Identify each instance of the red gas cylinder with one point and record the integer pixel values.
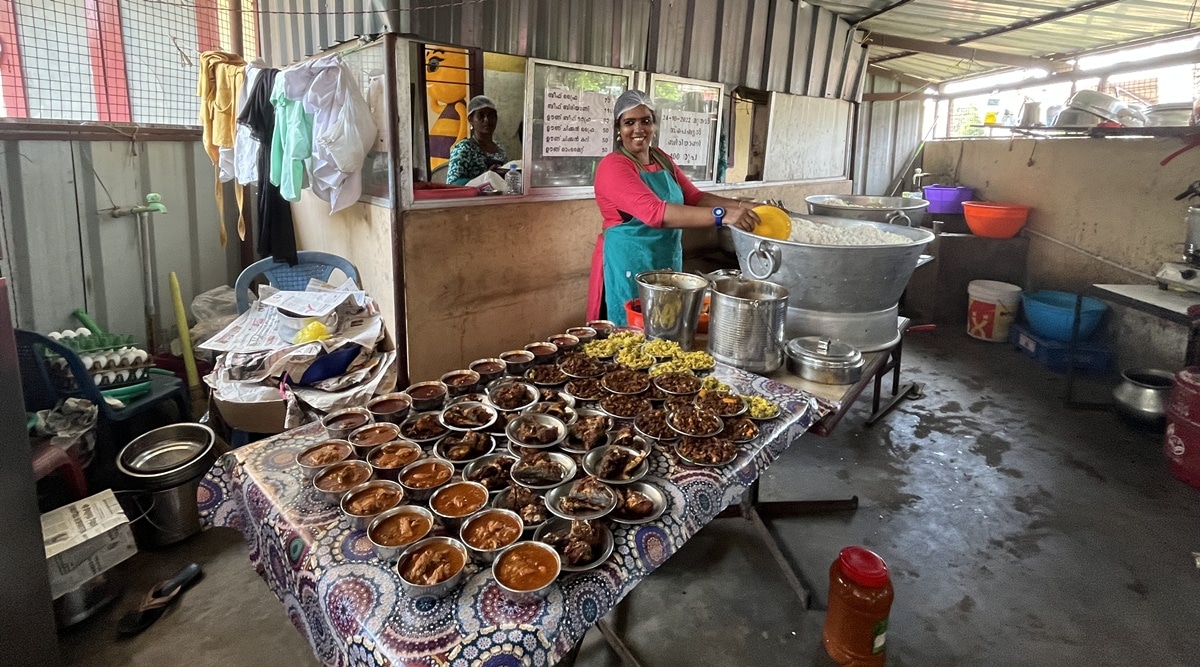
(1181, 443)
==
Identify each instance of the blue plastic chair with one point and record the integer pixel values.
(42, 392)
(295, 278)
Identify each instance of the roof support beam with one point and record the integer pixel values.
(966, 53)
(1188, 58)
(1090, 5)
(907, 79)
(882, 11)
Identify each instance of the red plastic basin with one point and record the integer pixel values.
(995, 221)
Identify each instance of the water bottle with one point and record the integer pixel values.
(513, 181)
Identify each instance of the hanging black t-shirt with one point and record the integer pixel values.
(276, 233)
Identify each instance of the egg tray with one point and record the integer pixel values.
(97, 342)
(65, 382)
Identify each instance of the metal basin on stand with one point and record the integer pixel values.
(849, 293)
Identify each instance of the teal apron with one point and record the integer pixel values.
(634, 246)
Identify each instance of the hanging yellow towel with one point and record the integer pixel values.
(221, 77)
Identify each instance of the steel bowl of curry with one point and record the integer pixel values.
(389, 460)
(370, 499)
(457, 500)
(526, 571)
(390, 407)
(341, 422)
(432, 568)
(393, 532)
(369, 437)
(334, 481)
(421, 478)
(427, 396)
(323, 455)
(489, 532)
---
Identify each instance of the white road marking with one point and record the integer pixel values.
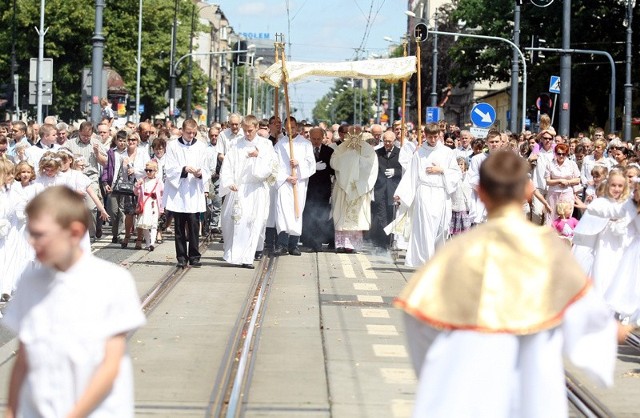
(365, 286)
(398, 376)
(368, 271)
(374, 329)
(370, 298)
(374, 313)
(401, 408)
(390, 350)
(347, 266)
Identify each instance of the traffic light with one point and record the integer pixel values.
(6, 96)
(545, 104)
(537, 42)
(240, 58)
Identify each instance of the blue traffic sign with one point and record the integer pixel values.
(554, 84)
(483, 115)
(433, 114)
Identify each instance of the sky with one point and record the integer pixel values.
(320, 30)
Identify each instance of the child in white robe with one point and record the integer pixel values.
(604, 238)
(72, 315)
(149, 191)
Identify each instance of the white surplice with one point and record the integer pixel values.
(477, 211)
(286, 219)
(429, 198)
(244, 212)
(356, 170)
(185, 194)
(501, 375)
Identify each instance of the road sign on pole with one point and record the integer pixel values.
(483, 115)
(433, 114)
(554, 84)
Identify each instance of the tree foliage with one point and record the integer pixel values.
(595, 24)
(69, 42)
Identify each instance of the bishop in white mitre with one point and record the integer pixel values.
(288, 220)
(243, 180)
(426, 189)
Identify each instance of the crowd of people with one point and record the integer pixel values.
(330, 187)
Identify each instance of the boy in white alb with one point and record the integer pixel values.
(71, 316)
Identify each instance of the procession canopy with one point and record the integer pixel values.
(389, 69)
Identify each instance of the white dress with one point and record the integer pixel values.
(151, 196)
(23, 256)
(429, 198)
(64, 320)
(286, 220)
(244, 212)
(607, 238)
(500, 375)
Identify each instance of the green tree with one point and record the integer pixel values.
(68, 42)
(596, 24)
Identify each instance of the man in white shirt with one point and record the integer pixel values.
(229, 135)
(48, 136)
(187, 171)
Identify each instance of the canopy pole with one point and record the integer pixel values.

• [SET TASK]: Rewrite the listing lines between the one holding "Identify each instance of the red gas" and the one holding "(1181, 443)", inclusive, putting "propane tank" in place of "gas cylinder" and keeping everything else the same. Leave out the pictures.

• [WRITTEN ANSWER]:
Identify each instance of the red propane tank with one point and record the integer pixel values.
(1181, 443)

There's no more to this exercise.